Dataset rows on where objects appear
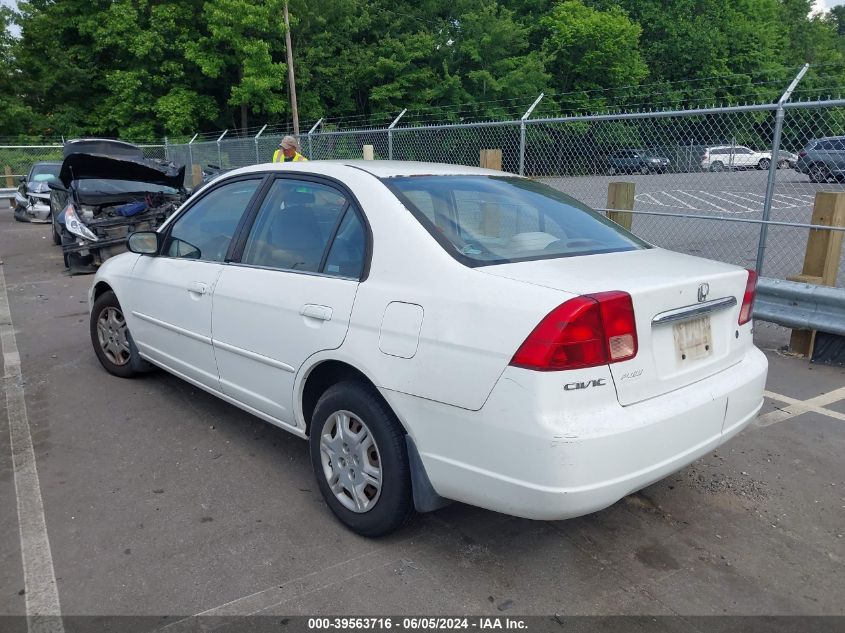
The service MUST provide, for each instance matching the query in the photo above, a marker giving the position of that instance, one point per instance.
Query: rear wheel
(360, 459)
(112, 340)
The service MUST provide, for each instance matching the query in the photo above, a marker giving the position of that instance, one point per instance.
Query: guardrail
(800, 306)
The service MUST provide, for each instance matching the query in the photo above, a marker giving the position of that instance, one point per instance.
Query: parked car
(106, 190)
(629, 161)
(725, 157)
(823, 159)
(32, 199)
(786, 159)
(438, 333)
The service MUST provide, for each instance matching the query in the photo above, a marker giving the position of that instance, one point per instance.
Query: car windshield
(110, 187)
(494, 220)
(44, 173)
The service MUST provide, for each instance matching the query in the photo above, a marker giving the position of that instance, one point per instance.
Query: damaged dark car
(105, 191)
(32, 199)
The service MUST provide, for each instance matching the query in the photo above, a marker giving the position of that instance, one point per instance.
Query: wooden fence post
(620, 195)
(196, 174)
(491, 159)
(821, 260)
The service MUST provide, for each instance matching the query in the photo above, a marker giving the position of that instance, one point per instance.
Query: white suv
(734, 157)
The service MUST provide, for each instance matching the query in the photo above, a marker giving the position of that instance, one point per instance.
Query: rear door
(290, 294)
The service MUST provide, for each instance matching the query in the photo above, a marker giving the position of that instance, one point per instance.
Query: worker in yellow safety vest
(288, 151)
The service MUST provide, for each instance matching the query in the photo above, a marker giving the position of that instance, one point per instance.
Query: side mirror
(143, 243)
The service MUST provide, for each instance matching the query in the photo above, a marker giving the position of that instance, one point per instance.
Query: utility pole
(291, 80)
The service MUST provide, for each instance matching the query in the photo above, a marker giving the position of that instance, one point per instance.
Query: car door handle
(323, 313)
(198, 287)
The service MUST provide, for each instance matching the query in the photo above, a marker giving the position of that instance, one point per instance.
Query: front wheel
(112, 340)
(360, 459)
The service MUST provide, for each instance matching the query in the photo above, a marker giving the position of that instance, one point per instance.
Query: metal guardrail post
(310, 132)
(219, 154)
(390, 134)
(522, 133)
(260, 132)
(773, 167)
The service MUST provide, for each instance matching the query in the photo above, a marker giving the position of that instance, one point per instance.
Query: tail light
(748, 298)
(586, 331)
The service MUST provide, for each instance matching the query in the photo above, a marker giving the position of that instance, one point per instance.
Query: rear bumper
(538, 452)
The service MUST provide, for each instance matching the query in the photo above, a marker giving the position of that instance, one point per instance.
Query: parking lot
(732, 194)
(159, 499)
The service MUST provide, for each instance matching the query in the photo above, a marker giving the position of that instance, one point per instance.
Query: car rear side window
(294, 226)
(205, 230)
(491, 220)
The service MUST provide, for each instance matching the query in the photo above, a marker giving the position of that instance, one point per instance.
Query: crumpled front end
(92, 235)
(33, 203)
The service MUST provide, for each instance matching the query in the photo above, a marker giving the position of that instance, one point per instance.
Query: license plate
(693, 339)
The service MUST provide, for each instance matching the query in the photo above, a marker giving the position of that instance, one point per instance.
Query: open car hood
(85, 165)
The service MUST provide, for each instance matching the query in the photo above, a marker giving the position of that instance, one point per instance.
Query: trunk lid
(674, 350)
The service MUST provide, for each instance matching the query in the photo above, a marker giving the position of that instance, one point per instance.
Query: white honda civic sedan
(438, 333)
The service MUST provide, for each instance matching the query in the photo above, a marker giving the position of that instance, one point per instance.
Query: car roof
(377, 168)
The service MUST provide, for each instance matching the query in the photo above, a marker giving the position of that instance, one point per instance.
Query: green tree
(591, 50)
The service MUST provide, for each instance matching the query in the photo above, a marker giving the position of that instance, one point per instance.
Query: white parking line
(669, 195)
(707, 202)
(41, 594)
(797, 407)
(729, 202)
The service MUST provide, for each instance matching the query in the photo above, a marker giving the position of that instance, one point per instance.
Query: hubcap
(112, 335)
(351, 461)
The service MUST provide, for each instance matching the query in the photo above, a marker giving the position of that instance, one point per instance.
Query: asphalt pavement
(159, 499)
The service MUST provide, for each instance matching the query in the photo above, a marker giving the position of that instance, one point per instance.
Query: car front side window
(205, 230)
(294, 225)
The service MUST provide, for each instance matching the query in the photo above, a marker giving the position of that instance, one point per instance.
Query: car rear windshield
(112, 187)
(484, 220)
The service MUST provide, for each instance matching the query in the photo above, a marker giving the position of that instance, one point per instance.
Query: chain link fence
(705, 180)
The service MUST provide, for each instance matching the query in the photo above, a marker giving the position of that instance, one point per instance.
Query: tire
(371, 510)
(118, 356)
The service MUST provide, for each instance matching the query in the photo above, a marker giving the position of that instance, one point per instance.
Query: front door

What to work on — Extract all the data above exactly, excluding every picture.

The completed task —
The service MUST provide, for each instance matching the query in the photo above, a marker giving the position of that instance, one point per instance.
Query: rear wheel
(360, 459)
(112, 340)
The service MUST provide, for each instance matching the query in the photo above, a marker giving the position of that instance, one point per instance.
Query: guardrail
(800, 306)
The service MUST provide, for each instance matching the query in the photo above, a marker giving the position of that instance, one point per instance.
Query: parked car
(106, 190)
(629, 161)
(725, 157)
(823, 159)
(32, 199)
(786, 159)
(438, 333)
The service MUST provide, for each instance matching the query in the photo above, a marker giving the position of that instance, one point per instance.
Query: car windshield
(110, 187)
(494, 220)
(44, 173)
The service MUST provide, for each instance matching the query in the photo above, a marker giving the position of that instance, one point per instance.
Query: damaged dark car
(105, 191)
(32, 199)
The service MUST provide, for each instance matching the query in the photo above, a marker giving the position of that instance, one point per instance.
Query: wooden fence post
(620, 195)
(196, 174)
(491, 159)
(821, 260)
The service MUST provide, for each instance matching the query in the photo above, a marker giving the position of that instance, one point per instance.
Query: white suv
(734, 157)
The service MUST provide, for each instance matching the query in the photo above, a marker giving the position of that instance, one point per instance.
Query: rear door
(290, 294)
The service MUST provide, for each instance matching the query in the photo above, a marker giving the position of that instance, one point per instance.
Query: worker in yellow safety vest
(288, 151)
The service MUST provide, for each instance matching the query in the photo above, a marker giving the position of that instance, one point per instance.
Query: side mirror
(143, 243)
The service MUST provide, for each instance matching the query in the photo above, a marker giving the position of that instance, one point per instance.
Query: utility pole
(291, 80)
The service MUST provide, for each instance matching the query in the photo above, a marker giving the position of that instance, one point per instance.
Query: car door handle
(323, 313)
(198, 287)
The service MUST provide, for each instance matching the query in the photo above, a marker giving the position of that instance, one point per instance.
Query: front wheel
(112, 340)
(360, 459)
The service MUST provide, for each instance matching the query in the photo above, a marker giving the position of that instance, one point per instance.
Query: metal guardrail post
(310, 132)
(219, 154)
(390, 134)
(522, 133)
(260, 132)
(773, 167)
The service MUST provide, for each instance matching the query in the photo above, a marker giving the position of that instance, one point per instance.
Query: tail light
(748, 298)
(586, 331)
The service MUST provide, for each instance matching the query in the photo above, a marker giving the position of that instance, one point per instance.
Query: rear bumper
(538, 452)
The service MUST provide, for each instance matching the query in the photo above, a marker giving the position of that instance, one point per instance.
Query: parking lot
(732, 194)
(159, 499)
The service MUST provide, for each instance matching the query in the photo above, a marker giving the position of that instance, one point per instance.
Query: car rear side window
(294, 226)
(205, 230)
(491, 220)
The service MUST provide, for each instance matching the query in the photo above, a marker giving the position of that instance, one point per instance.
Query: crumpled front end
(92, 235)
(33, 203)
The service MUST provide, for each instance matching the query in the photo above, a marker giving the position of that instance, one point per instance.
Query: license plate
(693, 339)
The service MUST provide, for each instance matching the query in the photo above, a marker giving the position of that instance, one point per instance.
Query: open car hood
(85, 165)
The service MUST provide, for each instance matching the query in the photo above, a marker giving the position of that instance, one point per instance.
Query: trunk lid
(674, 350)
The service MUST provide, for each instance matching the query in the photo above, a marker giving the position of that instance, one point per instance.
Query: white honda civic sedan
(438, 333)
The service MUST provide, for each instance matching the query in the photo above, a marker giving the position of that instance, one point per instance.
Query: car roof
(377, 168)
The service MUST provide, for each instance matching the query in the photo above, a marker giving the position of that instance, one point per instance.
Query: green tree
(591, 50)
The service MUST provide, for each instance matching the query in the photo above, a marker giving the position of that instance, one point per instance.
Query: white parking line
(669, 195)
(707, 202)
(41, 594)
(797, 407)
(729, 202)
The service MUST provide, for each instance matching the query in the photo above, a marker giving the position of that instance, one point per instance.
Query: hubcap
(112, 335)
(351, 461)
The service MUST provide, for each instance matching the query in the photo above, a marker giving the position of that instance, one point per instance.
Query: asphalt pavement
(159, 499)
The service MUST provide, for each instance matching the query in the photo above, a marker giving the position of that instance, one point per instance.
Query: car front side window
(205, 230)
(294, 225)
The service MUST provide, for each instance matching the query in the photo above, a marker giving the position of that instance, one point per instance.
Query: car rear windshield
(112, 187)
(484, 220)
The service MUST provide, for each instance matching the query in the photo above, a marker giving the position of that instance, one point per instance.
Query: chain link fence
(705, 180)
The service MUST provide, for each instance matching the query in the photo above, a marker giving the position of that instance, one point per instance.
Query: tire
(371, 510)
(118, 356)
The service MUST provide, for each instance matching the query in the photo above, a marker giving the position of that instance, one point per instance.
Query: front door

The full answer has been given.